— start Provided passage —

Sometimes something really bad happens, and you have an entire replicate that didn't even start. In this case, resubmit.py can't tell you were trying to run it at all. If you want resubmit.py to try to make inferences about which directories are missing, you can turn on the -i (infer missing) flag. WARNING: This is super experimental. If you turn on -i, you should also how many replicates of each condition you have with the -r flag. For instance, if you have 30 replicates per condition, you can try running:

% python path/to/dist_qsub/resubmit.py -i -r 30

WARNING: resubmit.py is only intended to be used when runs died because of a checkpointing error or HPCC problem. You should always make sure that your runs didn't die of an error in Avida (perhaps because of your config settings), because that will just keep happening no matter how many times you resubmit.

If you accidentally resubmit things that you didn't mean to, your directories will be stored in backup directories, ending in "_bak". To restore them to their original names, you can use the restore_backups script:

% path/to/dist_qsub/restore_backups.sh

(run this from the directory containing the directories for all of your runs)

Useful bash commands

There are a variety of bash commands that can be helpful in manipulating large quantities of jobs. Here are some of them (if you have more, pull requests are welcomed!):

Check progress

It's often nice to know how your jobs are progressing. You can get a quick status report by looking at the last lines of all of the run.log files. From the dest_dir in your run_list, run:

for filename in */run.log;
do
  tail -1 $filename;
done

Want to know which line belongs to which file? Print out the filename too:

for filename in */run.log;
do
  echo $filename;
  tail -1 $filename;
done

Have a lot of jobs and just want an over-all summary of how many are done? Combine the for loop with grep and wc (word count)! For instance, if all of your jobs output the current time step and you want them to get to time step 1000, you could use:

for filename in */run.log; do tail -1 $filename; done | grep 1000 | wc -l

Want to know if any of your runs died? This can get a little challenging, since dist_qsub can recover from most crashes that the HPCC would e-mail you about, and simply counting the number of jobs in your queue can be ineffective with all of the placeholder jobs. The most straightforward way is to append a message to the end of the run.log file and then check back later to see if its still the last line. Of course, you don't want to do this to jobs that are already done. This script will append a line that says "running" to the end of all run.log files that are not done yet. In order for it to do this, it needs you to tell it what to look for in the last line of the run.log file to know the run is done (here it is looking for "1000" - replace "1000" with whatever you want to check for). It should be run from the dest_dir in your run_list:

for filename in */run.log;
do
  done=`tail -1 $filename | grep 1000 | wc -l`;
  if [ $done -ne 1 ];
  then
    echo "running" > $filename;
  fi;
done

A bit later, you can check for any jobs that haven't written new lines to their run.log file with:

for filename in */run.log; do tail -1 $filename; done | grep running | wc -l

This will give you the count of jobs that are not currently running (assuming you waited long enough that all of your runs should have printed another line). Note that just because a job isn't currently running doesn't necessarily mean it won't recover. If, however, a job does not recover for over 4 hours, has failed before its first checkpoint, or no other jobs in its group of seeds are running then something has gone wrong and it will need to be manually restarted.

— end Provided passage —
— start Extracted data —

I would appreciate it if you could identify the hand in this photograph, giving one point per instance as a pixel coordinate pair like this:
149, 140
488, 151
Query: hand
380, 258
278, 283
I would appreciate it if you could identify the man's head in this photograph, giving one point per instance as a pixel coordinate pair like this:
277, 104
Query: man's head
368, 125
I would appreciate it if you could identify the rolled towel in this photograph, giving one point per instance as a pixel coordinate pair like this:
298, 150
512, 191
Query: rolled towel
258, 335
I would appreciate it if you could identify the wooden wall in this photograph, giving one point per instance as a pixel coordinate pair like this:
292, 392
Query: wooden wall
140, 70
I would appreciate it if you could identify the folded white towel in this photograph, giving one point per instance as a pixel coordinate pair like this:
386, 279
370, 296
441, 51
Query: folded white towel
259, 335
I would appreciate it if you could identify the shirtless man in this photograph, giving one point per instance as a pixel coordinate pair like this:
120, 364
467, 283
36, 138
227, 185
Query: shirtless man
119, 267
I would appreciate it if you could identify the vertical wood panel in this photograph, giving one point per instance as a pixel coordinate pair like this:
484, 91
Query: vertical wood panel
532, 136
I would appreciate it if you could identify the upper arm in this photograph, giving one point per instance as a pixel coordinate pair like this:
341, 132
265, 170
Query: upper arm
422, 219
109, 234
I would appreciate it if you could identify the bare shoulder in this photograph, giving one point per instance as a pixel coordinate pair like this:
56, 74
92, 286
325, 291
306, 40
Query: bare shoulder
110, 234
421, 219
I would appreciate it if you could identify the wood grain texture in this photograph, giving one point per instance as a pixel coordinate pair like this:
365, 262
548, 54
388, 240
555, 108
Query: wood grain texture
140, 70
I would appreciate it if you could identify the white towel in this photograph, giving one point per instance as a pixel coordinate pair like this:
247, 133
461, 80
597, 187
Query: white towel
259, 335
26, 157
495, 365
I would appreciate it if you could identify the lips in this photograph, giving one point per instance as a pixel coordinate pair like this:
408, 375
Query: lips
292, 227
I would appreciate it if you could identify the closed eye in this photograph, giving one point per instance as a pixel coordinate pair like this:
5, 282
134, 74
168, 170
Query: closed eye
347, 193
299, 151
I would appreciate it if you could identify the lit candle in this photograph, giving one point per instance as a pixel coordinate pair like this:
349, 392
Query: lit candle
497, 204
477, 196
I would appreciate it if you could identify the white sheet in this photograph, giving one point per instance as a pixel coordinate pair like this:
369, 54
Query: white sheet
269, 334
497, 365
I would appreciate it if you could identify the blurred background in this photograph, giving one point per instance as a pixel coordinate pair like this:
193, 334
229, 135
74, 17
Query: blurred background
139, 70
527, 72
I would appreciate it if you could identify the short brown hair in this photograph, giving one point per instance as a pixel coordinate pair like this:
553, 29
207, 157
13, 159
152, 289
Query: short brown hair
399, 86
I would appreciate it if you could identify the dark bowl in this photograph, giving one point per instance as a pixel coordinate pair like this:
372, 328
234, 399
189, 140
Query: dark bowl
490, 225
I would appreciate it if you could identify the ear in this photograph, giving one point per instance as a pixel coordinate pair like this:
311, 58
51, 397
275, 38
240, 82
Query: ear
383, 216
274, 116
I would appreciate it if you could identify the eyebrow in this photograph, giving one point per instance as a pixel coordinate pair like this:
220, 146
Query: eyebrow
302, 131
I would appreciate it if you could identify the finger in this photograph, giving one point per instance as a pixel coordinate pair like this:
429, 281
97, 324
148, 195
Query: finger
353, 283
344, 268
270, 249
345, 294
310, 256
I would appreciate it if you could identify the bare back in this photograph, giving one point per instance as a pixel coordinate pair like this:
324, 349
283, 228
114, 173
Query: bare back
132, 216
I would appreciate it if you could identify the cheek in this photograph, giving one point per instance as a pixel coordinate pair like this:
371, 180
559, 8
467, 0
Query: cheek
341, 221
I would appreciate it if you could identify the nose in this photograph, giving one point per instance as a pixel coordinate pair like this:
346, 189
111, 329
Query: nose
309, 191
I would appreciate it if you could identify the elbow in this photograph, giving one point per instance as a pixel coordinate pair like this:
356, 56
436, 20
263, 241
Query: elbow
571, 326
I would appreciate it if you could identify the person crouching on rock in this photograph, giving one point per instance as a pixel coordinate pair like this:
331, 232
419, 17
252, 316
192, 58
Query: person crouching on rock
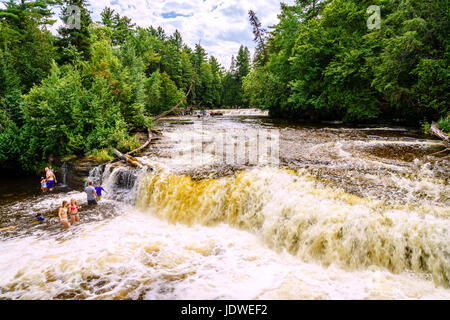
91, 194
63, 212
74, 216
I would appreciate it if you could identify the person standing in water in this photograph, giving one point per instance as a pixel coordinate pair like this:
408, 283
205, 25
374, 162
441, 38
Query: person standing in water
44, 185
98, 190
74, 216
63, 211
51, 179
91, 194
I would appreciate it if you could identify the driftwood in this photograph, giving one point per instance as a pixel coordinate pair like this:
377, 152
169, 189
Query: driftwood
134, 162
128, 159
164, 114
442, 135
145, 145
8, 229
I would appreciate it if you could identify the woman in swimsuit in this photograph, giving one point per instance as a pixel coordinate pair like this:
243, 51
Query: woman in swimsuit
63, 211
74, 216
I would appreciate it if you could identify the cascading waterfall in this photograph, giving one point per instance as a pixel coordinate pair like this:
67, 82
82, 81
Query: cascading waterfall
349, 214
295, 212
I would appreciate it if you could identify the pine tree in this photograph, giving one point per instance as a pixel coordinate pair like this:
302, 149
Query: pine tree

— end Extracted data —

Set of tasks |
1. Summarize the dist_qsub passage above in two sentences.
2. From the dist_qsub passage above, extract everything from "A bit later, you" down to "be manually restarted.".

Responses by task |
1. The passage explains that resubmit.py can try to infer missing replicate directories with the experimental -i flag, used with -r to give the number of replicates per condition. It warns that the script is only meant for runs that died from a checkpointing error or HPCC problem, notes that accidentally resubmitted directories are kept as "_bak" backups that restore_backups.sh can restore, and gives bash loops over run.log files to check progress, count finished jobs with grep and wc, and spot jobs that are not currently running.

2.
A bit later, you can check for any jobs that haven't written new lines to their run.log file with:

for filename in */run.log; do tail -1 $filename; done | grep running | wc -l

This will give you the count of jobs that are not currently running (assuming you waited long enough that all of your runs should have printed another line). Note that just because a job isn't currently running doesn't necessarily mean it won't recover. If, however, a job does not recover for over 4 hours, has failed before its first checkpoint, or no other jobs in its group of seeds are running then something has gone wrong and it will need to be manually restarted.